EXERCISE TASKS.
• A. According to the discussion of self-edit conflicts, what is the purpose of the code that ignores a conflict with oneself?
• B. In the discussion of self-edit conflicts, substitute "settings" for "preferences" and reproduce the passage between "A self-edit conflict, or" and "in their preferences.", inclusive.
• C. Resume the discussion of self-edit conflicts after its final sentence.

SOURCE DOCUMENT.
========

A self-edit conflict, or section blanking when there is no conflict are frequently reported on Wikicities when users have "Show preview on first edit" option selected in their preferences.
As I believe Brion remarked once in a wikitech-l conversation, there is code in the software to explicitly ignore any conflict with yourself. By ignore, I mean that it treats it as a non-conflict. The later submitted change will just drop itself on top of what was there. Can anyone think of a reason for this behavior? The only thing I can imagine is if a user has two windows open editting the same page. The user submits from one window, then realizes that the other window has better changes, and submits that. _If_ this is the only reason to have the code, I'd suggest forcing a normal edit conflict resolution. Perhaps in the process we'll fix this bug. -Rich Holton en.Wikipedia:User:Rholton
The purpose is so that someone who saves an edit, clicks "back", makes another change, and clicks "save" again won't receive an edit conflict message. We got a lot of complaints about that back in the day.

========

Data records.
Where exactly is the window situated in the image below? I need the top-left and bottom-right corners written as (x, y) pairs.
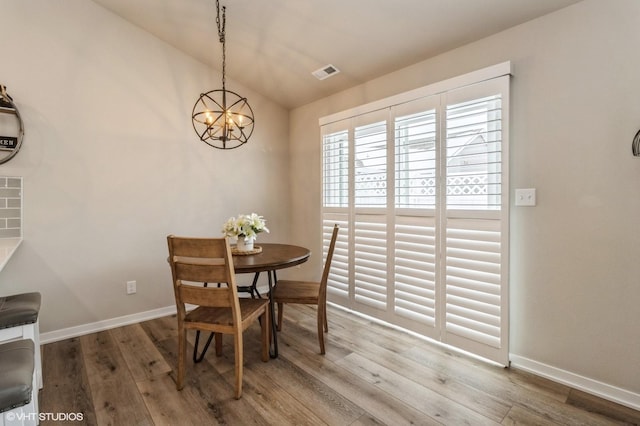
top-left (321, 63), bottom-right (510, 365)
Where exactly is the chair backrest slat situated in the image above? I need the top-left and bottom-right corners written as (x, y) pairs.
top-left (320, 223), bottom-right (340, 301)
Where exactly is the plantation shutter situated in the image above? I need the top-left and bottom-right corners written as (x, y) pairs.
top-left (321, 63), bottom-right (509, 365)
top-left (442, 77), bottom-right (509, 364)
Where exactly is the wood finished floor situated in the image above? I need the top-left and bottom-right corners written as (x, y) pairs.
top-left (39, 306), bottom-right (640, 426)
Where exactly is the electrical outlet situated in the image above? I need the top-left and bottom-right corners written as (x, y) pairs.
top-left (516, 188), bottom-right (536, 207)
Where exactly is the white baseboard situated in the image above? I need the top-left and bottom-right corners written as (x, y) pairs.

========

ANSWERS IN ORDER.
• A. It ensures that someone who saves an edit, clicks "back," makes another change, and clicks "save" again will not receive an edit conflict message.

• B.
A self-edit conflict, or section blanking when there is no conflict are frequently reported on Wikicities when users have "Show preview on first edit" option selected in their settings.

• C.
Perhaps not exactly the same issue, but there have been instances where I think entire articles are duplicated by users inappropriately responding to an edit conflict for a section edit by copying and pasting the entire article's content (shown in the "your changes" box) and submitting this as the new contents for the section they were editing. Yes, this is user error - BUT, it's happened enough times that I think the software should be changed so that when an edit conflict occurs for a section edit, only the section is shown.
(In reply to comment #7) > Perhaps not exactly the same issue, but there have been instances where I think entire articles are duplicated by users inappropriately > responding to an edit conflict for a section edit by copying and pasting the entire article's content (shown in the "your changes" box) > and submitting this as the new contents for the section they were editing. Yes, this is user error - BUT, it's happened enough times > that I think the software should be changed so that when an edit conflict occurs for a section edit, only the section is shown. A user has confirmed the above sequence as a mechanism resulting in duplicated content, please see http://en.wikipedia.org/wiki/ User_talk:Rick_Block#How_to_duplicate . Is there any particular reason the edit conflict page shows the entire article rather than just the section being edited? Seems like this should be a fairly simple fix.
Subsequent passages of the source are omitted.